→ **Goal**: Tally the lines in the records below that contain the word "stone" and give only that number.

→ **Data supplied**:
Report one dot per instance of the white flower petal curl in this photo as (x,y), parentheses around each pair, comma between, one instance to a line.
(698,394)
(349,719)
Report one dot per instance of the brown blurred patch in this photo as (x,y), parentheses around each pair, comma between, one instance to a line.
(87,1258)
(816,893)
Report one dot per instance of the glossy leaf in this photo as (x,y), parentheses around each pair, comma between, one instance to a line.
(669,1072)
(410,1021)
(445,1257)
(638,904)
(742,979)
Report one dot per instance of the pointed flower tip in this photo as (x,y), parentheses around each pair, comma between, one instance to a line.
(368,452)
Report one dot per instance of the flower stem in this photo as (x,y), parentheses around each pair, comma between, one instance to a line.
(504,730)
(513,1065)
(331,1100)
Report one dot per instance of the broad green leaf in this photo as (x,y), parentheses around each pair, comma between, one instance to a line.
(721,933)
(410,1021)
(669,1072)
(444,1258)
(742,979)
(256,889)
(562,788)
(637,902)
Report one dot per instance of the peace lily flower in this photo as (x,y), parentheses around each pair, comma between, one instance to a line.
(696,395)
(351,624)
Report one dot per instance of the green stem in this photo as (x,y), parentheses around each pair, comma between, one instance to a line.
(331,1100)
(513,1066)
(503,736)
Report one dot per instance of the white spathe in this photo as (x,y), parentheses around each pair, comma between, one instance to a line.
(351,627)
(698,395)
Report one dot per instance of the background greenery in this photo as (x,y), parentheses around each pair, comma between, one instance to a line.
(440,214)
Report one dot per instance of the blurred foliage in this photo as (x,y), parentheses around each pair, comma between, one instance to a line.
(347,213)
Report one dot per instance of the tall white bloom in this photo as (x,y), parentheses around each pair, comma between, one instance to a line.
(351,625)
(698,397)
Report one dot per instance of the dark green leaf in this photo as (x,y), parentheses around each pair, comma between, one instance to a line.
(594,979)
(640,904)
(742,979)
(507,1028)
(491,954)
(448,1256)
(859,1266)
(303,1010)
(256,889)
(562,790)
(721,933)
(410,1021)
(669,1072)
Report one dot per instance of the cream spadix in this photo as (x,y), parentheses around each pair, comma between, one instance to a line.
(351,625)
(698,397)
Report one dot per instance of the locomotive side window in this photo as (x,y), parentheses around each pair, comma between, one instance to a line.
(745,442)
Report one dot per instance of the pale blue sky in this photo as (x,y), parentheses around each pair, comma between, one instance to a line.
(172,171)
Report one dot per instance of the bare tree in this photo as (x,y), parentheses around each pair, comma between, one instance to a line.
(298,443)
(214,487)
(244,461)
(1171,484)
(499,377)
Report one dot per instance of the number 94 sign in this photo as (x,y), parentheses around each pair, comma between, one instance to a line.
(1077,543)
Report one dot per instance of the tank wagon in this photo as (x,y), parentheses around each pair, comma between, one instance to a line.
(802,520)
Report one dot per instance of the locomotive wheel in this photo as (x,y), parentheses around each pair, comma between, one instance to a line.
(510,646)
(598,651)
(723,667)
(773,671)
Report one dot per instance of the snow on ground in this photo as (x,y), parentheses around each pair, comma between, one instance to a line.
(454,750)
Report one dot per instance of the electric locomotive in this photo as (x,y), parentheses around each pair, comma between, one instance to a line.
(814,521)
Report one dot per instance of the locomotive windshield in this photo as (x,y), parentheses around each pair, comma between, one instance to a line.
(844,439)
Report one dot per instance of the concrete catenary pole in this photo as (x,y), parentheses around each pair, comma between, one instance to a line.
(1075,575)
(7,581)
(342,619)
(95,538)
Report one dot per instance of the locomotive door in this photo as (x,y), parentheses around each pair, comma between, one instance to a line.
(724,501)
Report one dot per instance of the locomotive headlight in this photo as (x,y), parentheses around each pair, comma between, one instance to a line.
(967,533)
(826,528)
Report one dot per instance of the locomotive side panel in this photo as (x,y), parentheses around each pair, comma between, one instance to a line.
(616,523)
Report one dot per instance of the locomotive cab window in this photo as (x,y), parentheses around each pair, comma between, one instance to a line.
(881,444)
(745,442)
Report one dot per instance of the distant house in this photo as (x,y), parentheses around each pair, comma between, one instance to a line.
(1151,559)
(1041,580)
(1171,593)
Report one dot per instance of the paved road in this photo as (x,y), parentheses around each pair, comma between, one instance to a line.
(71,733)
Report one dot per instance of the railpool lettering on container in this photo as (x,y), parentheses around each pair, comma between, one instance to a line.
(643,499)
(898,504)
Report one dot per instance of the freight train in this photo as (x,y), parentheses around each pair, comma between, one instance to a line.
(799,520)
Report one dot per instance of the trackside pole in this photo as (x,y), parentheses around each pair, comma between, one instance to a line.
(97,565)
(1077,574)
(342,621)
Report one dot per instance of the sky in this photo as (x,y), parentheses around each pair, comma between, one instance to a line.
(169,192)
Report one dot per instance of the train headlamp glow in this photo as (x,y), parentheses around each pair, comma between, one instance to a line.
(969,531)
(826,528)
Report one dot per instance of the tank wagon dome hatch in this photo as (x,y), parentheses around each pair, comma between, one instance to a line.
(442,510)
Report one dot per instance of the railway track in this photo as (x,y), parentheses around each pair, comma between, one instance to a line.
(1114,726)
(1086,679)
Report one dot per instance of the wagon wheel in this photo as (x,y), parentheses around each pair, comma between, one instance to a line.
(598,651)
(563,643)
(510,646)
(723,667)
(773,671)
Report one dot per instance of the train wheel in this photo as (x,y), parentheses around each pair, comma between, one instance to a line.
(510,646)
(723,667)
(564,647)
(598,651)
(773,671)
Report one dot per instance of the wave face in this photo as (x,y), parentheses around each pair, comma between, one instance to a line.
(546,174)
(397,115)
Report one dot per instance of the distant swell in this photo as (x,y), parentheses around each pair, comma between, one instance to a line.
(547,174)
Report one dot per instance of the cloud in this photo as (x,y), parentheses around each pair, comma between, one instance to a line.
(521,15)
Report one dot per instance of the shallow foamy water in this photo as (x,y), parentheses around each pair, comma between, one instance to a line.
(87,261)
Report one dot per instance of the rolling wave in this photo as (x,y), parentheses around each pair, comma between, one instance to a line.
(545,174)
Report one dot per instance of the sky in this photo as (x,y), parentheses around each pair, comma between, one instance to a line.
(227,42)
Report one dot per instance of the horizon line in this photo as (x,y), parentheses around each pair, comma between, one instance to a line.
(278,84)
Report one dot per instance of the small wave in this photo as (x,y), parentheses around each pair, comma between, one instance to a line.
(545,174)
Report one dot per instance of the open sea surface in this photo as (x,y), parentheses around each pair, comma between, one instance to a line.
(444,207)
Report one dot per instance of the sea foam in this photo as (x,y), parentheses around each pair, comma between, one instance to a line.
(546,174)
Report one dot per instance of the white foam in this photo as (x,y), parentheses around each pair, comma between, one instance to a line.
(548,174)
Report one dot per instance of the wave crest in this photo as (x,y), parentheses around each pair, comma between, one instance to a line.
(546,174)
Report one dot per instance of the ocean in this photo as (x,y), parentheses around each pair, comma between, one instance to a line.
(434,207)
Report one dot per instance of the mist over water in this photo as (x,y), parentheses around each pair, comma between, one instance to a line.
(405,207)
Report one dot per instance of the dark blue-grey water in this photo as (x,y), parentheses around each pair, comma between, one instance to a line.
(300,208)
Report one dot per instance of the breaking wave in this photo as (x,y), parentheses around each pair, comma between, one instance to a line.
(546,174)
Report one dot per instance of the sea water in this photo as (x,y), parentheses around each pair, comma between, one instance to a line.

* * *

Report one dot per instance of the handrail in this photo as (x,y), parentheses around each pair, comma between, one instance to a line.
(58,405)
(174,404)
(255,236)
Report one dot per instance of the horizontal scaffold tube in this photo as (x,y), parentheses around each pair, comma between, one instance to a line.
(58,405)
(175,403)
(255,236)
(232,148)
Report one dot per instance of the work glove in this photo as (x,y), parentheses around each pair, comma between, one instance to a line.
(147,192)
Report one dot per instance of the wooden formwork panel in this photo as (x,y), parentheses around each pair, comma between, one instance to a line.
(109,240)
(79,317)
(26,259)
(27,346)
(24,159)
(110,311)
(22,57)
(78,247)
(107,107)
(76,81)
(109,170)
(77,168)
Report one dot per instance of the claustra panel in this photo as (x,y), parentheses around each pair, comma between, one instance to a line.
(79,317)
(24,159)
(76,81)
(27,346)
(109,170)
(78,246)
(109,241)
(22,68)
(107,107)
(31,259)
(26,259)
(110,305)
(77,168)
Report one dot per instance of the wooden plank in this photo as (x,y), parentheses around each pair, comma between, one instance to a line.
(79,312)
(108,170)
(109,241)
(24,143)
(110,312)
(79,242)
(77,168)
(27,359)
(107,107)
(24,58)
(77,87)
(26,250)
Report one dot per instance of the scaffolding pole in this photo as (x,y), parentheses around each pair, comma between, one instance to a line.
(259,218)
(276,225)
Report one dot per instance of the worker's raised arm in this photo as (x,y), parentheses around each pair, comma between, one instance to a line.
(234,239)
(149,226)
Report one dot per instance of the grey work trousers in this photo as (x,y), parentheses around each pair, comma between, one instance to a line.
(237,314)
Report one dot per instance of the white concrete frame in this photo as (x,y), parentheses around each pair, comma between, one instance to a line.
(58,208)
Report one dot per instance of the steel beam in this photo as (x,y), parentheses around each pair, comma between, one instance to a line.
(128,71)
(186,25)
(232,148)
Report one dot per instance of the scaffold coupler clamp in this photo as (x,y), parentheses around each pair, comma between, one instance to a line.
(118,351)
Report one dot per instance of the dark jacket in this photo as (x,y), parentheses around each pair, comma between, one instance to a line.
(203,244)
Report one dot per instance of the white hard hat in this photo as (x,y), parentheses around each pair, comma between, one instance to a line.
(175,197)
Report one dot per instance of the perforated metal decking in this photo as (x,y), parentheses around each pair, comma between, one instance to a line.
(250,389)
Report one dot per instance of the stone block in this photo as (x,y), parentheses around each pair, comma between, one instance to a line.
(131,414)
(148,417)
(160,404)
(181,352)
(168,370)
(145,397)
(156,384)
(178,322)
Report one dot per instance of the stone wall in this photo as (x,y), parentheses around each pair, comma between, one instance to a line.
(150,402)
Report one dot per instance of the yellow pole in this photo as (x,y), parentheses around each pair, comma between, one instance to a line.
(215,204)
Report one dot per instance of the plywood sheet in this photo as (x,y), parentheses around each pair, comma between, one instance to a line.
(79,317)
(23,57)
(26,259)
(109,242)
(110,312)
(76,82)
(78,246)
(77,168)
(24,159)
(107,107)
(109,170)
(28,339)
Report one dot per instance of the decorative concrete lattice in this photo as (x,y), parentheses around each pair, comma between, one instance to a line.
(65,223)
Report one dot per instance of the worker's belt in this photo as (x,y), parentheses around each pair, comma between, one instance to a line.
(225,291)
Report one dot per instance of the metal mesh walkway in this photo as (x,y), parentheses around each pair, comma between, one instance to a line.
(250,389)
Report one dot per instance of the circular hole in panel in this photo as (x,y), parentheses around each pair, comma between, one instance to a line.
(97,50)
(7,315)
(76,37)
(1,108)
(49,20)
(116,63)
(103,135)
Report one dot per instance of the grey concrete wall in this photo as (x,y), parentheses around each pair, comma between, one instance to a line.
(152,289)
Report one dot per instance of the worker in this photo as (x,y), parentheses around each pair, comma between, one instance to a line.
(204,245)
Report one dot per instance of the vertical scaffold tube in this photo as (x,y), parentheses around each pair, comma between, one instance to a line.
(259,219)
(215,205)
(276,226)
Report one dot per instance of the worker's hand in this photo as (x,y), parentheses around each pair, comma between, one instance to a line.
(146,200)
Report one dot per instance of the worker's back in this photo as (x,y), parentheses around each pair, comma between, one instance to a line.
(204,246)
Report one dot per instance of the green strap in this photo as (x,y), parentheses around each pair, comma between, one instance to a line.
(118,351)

→ **Final result**: 2